TEXT —
* * * * * * * * *

J&J’s Auris buy looks like a Verb swerve
Johnson & Johnson’s $3.4bn move for the robotic surgery specialist Auris Health could be bad news for its Verb Surgical joint venture.

It’s official: Johnson & Johnson has agreed to pay $3.4bn for the robotic surgery specialist Auris Health, a company with which it was linked in January. Not only has the deal come in well above the mooted $2bn price tag, it also looks like an admission that all is not rosy with J&J’s existing robotic surgery project, Verb Surgical.
J&J maintained today that it was “very committed” to Verb, a joint venture with Alphabet's Verily division. But recent developments, and now the Auris buy, appear to tell a different story.
In January reports surfaced that Verb’s chief executive, Scott Huennekens, had left the company. Then comments by J&J’s leader, Alex Gorsky, during the group’s fourth-quarter earnings call suggested that the Verb programme had progressed more slowly than hoped.

* * * * * * * * *

SOURCE MATERIAL —
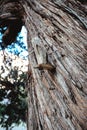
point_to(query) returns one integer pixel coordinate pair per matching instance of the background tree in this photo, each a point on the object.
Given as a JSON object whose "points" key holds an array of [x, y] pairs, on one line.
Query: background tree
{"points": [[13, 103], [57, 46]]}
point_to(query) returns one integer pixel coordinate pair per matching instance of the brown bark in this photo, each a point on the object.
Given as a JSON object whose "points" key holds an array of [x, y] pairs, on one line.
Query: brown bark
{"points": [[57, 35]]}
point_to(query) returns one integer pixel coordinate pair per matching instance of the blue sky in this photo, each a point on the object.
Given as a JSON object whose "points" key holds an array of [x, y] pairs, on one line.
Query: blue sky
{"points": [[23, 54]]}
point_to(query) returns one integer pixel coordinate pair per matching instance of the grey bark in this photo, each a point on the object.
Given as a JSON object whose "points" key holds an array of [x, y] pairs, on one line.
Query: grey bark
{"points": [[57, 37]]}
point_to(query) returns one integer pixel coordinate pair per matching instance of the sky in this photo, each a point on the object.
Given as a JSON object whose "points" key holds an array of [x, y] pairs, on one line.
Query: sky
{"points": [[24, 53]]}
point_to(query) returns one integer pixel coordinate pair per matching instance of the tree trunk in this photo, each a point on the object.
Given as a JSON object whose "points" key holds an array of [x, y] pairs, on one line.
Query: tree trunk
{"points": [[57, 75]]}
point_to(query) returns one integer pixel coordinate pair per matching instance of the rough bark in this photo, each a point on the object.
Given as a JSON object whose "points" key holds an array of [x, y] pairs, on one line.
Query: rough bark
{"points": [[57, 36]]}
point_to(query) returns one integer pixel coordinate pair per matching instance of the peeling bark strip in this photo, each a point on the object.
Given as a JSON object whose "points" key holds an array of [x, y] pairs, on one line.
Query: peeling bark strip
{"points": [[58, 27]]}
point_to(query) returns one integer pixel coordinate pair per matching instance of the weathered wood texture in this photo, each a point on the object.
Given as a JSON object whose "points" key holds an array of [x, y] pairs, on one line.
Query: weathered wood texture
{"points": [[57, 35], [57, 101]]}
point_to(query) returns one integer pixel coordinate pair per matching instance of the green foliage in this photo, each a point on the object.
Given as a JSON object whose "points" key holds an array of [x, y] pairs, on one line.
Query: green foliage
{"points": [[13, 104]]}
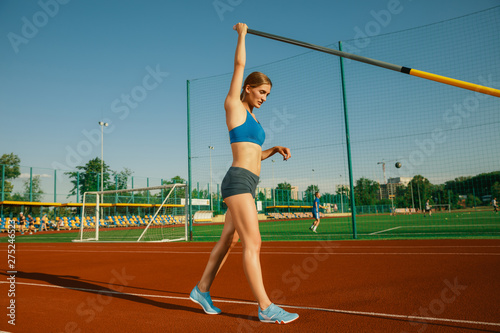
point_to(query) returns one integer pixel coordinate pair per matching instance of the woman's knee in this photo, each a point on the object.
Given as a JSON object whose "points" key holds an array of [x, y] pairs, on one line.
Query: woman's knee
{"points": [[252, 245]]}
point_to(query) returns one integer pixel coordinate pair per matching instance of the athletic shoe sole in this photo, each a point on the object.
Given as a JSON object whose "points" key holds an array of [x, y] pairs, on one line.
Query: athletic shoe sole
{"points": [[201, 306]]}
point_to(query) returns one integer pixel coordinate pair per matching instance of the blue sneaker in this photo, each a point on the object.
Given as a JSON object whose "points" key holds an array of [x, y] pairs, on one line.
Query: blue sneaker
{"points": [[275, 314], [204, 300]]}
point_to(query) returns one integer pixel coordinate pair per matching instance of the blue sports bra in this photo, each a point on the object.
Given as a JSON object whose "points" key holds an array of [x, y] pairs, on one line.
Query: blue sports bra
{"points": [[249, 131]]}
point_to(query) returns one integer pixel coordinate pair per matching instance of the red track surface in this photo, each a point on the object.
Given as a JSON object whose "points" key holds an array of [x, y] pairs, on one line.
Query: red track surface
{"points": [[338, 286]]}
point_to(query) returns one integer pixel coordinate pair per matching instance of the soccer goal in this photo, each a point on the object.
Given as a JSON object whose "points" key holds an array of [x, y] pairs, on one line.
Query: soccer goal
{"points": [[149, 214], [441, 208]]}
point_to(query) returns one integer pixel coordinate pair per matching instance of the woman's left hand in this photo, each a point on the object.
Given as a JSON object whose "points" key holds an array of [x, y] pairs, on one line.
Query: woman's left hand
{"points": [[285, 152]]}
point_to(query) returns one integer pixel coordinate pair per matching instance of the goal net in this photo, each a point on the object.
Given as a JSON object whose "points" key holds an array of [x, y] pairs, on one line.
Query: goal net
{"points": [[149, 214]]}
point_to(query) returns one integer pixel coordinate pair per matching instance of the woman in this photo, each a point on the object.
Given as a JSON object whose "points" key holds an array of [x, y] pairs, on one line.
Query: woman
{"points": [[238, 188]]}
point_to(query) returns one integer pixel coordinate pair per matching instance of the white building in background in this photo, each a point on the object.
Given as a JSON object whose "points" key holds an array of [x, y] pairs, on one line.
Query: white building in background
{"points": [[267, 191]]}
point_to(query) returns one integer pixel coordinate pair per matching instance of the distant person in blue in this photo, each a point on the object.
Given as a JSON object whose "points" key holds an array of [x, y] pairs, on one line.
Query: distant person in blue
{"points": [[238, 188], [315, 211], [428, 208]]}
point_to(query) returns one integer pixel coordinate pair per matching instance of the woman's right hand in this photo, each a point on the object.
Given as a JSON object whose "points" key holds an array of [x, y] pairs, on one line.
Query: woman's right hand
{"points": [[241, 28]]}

* * * * * * * * *

TASK GOAL — Reproduce word for word the part of the article on J&J's Auris deal starting with "J&J’s Auris buy" and going on through "Surgical joint venture.".

OUTPUT OF THE EXERCISE —
J&J’s Auris buy looks like a Verb swerve
Johnson & Johnson’s $3.4bn move for the robotic surgery specialist Auris Health could be bad news for its Verb Surgical joint venture.